→ **Consigna**:
En el texto sobre la mortificación, ¿cuál era el gran principio de San Ignacio de Loyola?

→ **Texto proporcionado**:
Sin mortificación no
hay perfección
En
nuestro corazón, como en los jardines, nacen siempre hierbas salvajes y
venenosas; es, pues, necesario tener siempre en la mano el zarcillo de la
santa mortificación, para arrancarlas y arrojarlas fuera del jardín, de lo
contrario, el alma acabará por convertirse en un campo de maleza y de espinas.
“Véncete
a ti mismo”. Ese era el gran principio de San Ignacio de Loyola y el asunto
ordinario de las conferencias familiares a sus religiosos: venced el amor
propio, quebrad la propia voluntad. Y aseguraba que muy pocas, aun entre las
almas de oración, se hacían santas, porque eran muy pocas las que se aplicaban
a vencerse a sí mismas. “De cien personas de oración -solía decir-, más de
noventa obran por propia voluntad”. Y consecuente con sus principios, daba más
importancia a un acto de mortificación de la propia voluntad que a muchas horas
de oración rebosantes de consuelos espirituales.
“¿Qué
gana una plaza con tener las puertas cerradas -dice Gilberto-, si dentro está
el gran enemigo, el hambre, cubriéndola de luto?” ¿De qué sirve mortificar los
sentidos externos y hacer muchas devociones, si se fomenta en el corazón
aquella pasión, aquel culto a la propia voluntad, aquel rencor, o cualquier
otro enemigo que lo va arruinando?”.
Decía San Francisco de Borja que la oración
introduce en el corazón el amor divino; pero la mortificación es la que lo prepara,
sacando de él la tierra que le impediría entrar.
Si
uno va a la fuente por agua, necesita desocupar antes de tierra el cántaro, si
no quiere llevar barro en vez de agua.
El
padre Baltasar Álvarez escribió esta gran sentencia: “Ejercicios o actos de oración
sin mortificación, o son ilusorios o no son de duración”. Y San Ignacio de
Loyola decía “que más se une con Dios el alma mortificada en un cuarto de hora
de oración que la no mortificada en largas horas”: y cuando oía que alababan a
alguno como alma de mucha oración, concluía: “Es señal de que tendrá también
mucha mortificación”.
Hay
personas que abundan en oraciones, meditaciones, comuniones, ayunos y otras
penitencias corporales; pero dejan a un lado el vencimiento propio y el de sus
pasioncillas, resentimientos, aversiones, curiosidad, aficiones peligrosas; no
saben sufrir las contrariedades, o despegarse de ciertas personas, o sujetar su
voluntad a la obediencia o a la divina voluntad. ¿Qué progresos podrán hacer
tales personas en las vías de la perfección? Se hallan siempre con los mismos
defectos y “corriendo fuera del camino”, como dijo San Agustín; corren, o mejor
dicho, tienen la ilusión de que corren, practicando sus ejercicios de piedad;
pero en realidad están siempre fuera de la senda de la perfección, que consiste
en vencerse a sí mismo, según aquellas palabras de Tomás de Kempis: “Tanto
adelantarás cuanta sea la violencia que te hagas”.

→ **Datos extraídos**:
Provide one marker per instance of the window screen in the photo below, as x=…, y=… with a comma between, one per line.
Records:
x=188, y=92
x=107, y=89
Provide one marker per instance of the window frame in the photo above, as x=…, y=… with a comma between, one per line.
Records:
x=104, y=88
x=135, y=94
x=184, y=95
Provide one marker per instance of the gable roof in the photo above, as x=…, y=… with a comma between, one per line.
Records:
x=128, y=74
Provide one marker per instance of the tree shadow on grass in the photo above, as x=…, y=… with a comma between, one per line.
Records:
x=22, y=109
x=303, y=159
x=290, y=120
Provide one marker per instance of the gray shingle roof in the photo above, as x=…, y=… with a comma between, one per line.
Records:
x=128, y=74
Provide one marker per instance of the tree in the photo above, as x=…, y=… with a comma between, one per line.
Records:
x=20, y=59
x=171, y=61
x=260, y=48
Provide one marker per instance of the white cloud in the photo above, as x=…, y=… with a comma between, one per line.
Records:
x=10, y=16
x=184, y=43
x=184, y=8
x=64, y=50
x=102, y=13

→ **Respuesta**:
Su gran principio era «Véncete a ti mismo».